■ What the task asks: Please go through the listing below and count the lines where the string "braids" appears. Answer with the number only.

▼

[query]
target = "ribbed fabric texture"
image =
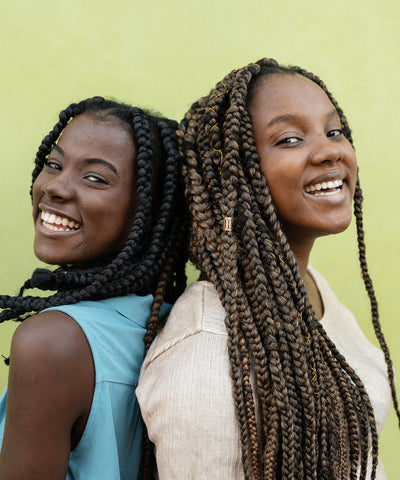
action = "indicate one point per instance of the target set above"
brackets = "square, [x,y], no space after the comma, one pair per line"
[185,389]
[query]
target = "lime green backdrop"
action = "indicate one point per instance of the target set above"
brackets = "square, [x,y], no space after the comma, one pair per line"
[164,54]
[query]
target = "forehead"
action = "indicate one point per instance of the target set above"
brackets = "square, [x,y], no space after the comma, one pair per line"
[288,94]
[88,135]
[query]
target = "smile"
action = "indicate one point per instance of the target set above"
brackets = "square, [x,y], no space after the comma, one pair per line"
[324,188]
[58,224]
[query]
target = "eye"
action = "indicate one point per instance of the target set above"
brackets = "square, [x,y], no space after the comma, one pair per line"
[96,179]
[336,132]
[289,141]
[53,165]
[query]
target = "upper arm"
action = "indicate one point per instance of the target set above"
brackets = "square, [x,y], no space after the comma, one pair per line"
[186,400]
[50,388]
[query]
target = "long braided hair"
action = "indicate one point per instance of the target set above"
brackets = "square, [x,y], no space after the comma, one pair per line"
[303,412]
[149,260]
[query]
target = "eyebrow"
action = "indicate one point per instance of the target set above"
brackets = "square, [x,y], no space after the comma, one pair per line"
[90,160]
[289,117]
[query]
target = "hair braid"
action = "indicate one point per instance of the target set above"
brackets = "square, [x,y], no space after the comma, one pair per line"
[315,417]
[157,232]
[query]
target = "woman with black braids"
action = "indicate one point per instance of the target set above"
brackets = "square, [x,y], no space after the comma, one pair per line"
[260,372]
[107,209]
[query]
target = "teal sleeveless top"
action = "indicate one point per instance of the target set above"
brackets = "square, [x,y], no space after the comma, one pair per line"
[110,447]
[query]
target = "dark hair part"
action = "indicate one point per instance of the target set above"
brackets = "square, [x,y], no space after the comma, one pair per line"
[149,261]
[302,410]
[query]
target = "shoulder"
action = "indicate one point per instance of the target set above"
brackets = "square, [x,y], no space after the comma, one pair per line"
[49,344]
[197,310]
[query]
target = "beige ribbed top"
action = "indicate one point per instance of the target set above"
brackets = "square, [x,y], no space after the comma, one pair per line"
[185,390]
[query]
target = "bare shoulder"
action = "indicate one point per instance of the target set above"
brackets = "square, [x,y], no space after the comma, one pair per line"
[49,338]
[50,389]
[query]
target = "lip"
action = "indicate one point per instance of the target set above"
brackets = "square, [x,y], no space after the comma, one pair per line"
[327,177]
[65,224]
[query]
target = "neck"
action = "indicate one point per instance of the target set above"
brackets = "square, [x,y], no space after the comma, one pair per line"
[301,252]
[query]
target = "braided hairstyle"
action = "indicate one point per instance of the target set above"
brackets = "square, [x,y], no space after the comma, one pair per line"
[303,412]
[149,260]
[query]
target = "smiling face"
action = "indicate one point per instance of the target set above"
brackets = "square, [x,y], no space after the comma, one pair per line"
[309,165]
[84,198]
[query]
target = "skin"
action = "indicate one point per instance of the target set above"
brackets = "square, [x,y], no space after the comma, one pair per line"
[300,143]
[51,376]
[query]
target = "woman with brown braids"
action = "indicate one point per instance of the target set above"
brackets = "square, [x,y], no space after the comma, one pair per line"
[260,372]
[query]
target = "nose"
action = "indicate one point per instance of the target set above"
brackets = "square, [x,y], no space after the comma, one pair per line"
[59,187]
[325,151]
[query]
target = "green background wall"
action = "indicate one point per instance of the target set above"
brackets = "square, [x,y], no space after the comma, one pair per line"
[164,55]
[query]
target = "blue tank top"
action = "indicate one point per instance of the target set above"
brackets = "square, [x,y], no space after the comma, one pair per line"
[110,447]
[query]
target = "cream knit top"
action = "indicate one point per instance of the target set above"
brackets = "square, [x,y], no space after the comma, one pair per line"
[185,390]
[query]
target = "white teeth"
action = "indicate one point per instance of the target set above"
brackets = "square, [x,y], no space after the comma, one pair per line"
[56,223]
[324,186]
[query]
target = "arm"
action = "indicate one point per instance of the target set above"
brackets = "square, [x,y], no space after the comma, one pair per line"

▲

■ Task answer: 2